● **Exercise aim**:
From the line bearing "the window in" down to the final line of the records below, give every line again exactly and add nothing.

(Dataset entries)
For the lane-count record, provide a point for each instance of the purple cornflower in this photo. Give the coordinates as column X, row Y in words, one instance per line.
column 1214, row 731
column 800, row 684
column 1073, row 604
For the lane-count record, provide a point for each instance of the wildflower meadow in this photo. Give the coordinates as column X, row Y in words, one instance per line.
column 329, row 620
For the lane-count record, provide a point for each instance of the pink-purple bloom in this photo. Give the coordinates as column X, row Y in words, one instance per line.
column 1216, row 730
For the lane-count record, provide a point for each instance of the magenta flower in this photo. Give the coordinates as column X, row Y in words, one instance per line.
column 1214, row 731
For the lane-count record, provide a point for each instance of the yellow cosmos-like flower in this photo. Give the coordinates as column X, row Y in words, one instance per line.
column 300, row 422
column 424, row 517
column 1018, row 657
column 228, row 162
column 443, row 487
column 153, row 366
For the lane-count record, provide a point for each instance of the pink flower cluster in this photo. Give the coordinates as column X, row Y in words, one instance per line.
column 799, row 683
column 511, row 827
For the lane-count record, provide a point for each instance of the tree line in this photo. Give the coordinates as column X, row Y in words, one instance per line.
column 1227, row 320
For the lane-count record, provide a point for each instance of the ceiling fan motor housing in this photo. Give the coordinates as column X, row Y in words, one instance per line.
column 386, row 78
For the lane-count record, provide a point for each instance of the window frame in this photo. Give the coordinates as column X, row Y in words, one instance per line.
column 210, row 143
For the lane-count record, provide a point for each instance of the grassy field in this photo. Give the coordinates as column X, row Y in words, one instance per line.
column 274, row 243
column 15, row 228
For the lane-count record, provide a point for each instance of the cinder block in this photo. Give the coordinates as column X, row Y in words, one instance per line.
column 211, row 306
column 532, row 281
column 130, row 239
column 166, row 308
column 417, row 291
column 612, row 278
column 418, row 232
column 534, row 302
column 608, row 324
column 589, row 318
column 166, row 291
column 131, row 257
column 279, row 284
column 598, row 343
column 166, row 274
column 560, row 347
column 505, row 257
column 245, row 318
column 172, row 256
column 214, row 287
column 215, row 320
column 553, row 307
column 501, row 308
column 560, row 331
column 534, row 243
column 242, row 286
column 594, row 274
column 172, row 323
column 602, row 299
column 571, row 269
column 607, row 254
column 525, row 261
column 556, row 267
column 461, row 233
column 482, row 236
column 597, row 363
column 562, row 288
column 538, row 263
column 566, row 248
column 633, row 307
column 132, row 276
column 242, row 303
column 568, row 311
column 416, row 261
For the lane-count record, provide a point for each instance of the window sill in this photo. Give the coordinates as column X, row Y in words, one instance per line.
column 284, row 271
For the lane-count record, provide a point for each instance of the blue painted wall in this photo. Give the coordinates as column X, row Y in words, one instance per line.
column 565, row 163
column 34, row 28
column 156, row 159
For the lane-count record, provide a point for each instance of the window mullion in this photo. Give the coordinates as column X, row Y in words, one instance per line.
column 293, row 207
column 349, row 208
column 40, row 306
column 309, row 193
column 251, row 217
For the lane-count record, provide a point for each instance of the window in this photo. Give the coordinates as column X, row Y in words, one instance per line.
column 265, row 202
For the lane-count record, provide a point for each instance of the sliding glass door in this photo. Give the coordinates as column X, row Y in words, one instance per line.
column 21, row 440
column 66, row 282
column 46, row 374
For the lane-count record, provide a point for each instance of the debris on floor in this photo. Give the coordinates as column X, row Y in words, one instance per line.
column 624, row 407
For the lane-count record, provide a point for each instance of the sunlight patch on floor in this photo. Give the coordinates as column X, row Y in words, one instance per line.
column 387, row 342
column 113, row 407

● **Written response**:
For the lane-count record, provide a point for each instance of the window in this photo. Give the coordinates as column X, row Y in words, one instance per line.
column 265, row 202
For the lane-count record, provide a point for each instance of the sliding glass door in this photo. Give the coordinates as column X, row Y in words, one instance per line.
column 21, row 440
column 66, row 282
column 46, row 374
For the lane-count record, provide a point for each instance of the debris on floor in this photo. Give the coordinates as column X, row Y in words, one instance per line.
column 624, row 407
For the lane-count record, provide a point for each instance of the sunlight patch on floor in this photo. Give the coordinates as column X, row Y in words, one instance per line.
column 387, row 342
column 113, row 407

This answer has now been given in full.